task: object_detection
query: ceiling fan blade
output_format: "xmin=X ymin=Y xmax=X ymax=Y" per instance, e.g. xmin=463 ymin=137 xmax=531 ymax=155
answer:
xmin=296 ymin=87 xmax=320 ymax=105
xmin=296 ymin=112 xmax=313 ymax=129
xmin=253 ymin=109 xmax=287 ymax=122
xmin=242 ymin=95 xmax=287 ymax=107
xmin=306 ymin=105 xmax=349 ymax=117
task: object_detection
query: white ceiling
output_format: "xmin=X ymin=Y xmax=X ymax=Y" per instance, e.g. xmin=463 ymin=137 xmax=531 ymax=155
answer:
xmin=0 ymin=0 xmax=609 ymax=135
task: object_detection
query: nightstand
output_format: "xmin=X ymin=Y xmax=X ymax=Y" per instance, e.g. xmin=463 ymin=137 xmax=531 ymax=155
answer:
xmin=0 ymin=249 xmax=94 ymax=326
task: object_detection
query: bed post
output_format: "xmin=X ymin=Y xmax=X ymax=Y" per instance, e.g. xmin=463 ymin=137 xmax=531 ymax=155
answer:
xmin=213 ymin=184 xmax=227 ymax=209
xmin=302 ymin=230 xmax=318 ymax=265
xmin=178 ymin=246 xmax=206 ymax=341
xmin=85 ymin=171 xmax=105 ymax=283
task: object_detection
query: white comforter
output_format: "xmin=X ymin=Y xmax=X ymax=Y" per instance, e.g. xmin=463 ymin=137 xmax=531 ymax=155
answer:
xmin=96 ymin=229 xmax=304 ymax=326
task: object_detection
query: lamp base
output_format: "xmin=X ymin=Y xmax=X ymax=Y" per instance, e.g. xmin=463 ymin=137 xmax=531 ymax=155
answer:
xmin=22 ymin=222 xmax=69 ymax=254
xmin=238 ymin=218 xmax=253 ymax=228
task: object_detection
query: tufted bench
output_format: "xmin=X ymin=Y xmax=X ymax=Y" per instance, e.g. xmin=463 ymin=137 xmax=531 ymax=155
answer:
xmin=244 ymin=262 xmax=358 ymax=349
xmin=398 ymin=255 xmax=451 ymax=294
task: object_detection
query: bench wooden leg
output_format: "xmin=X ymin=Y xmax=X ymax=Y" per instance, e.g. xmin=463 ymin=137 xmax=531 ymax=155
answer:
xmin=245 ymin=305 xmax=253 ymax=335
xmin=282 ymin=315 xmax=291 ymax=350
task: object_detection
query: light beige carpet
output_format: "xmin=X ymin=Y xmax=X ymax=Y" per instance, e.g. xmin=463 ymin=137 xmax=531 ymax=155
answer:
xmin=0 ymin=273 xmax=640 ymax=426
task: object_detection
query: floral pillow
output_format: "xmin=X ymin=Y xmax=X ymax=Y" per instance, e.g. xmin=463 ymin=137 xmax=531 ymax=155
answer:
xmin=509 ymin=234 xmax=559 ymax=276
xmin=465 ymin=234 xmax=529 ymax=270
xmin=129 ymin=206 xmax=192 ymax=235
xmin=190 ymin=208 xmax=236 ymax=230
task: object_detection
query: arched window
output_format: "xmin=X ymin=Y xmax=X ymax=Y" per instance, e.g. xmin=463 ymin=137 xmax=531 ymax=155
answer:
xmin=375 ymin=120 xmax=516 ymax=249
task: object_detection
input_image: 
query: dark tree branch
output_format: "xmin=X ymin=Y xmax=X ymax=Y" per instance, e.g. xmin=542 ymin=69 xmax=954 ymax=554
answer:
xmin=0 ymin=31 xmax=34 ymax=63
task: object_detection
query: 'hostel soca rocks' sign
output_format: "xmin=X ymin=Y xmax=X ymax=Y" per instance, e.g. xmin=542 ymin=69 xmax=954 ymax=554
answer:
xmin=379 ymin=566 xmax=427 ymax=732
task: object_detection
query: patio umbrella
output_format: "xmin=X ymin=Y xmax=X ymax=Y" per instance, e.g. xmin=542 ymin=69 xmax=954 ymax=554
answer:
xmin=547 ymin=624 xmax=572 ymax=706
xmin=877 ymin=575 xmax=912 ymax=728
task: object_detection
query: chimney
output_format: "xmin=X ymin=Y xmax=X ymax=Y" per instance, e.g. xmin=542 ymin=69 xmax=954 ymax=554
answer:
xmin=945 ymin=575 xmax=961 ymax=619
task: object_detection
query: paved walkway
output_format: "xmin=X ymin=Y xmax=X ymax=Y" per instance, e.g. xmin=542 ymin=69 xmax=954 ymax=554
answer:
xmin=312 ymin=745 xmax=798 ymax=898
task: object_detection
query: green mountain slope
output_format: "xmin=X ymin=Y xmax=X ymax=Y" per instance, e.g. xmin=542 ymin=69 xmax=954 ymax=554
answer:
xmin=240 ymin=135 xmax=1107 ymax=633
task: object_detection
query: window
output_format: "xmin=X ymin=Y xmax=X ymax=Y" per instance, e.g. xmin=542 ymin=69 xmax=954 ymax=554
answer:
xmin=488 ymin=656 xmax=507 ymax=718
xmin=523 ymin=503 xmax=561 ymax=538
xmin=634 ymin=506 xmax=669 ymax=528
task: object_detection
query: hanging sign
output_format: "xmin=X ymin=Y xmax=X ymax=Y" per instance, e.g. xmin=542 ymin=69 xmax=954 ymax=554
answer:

### YOUR GOAL
Render every line from the start of the entries through the line containing "xmin=0 ymin=0 xmax=609 ymax=135", that line included, as a Markdown table with the columns Row and Line. Number each row and leave out any blank lines.

### SOLVED EXERCISE
| Row | Line |
|---|---|
| 1 | task: object_detection |
| 2 | query: ceiling fan blade |
| 3 | output_format: "xmin=X ymin=Y xmax=X ymax=Y" per instance, e.g. xmin=463 ymin=137 xmax=531 ymax=155 |
| 4 | answer: |
| 5 | xmin=296 ymin=87 xmax=320 ymax=105 |
| 6 | xmin=296 ymin=112 xmax=313 ymax=129 |
| 7 | xmin=253 ymin=109 xmax=287 ymax=122 |
| 8 | xmin=242 ymin=95 xmax=287 ymax=107 |
| 9 | xmin=306 ymin=105 xmax=349 ymax=117 |
| 10 | task: object_detection |
| 11 | query: white ceiling |
| 12 | output_format: "xmin=X ymin=Y xmax=X ymax=Y" per instance, e.g. xmin=463 ymin=137 xmax=531 ymax=155 |
| 13 | answer: |
| 14 | xmin=0 ymin=0 xmax=609 ymax=135 |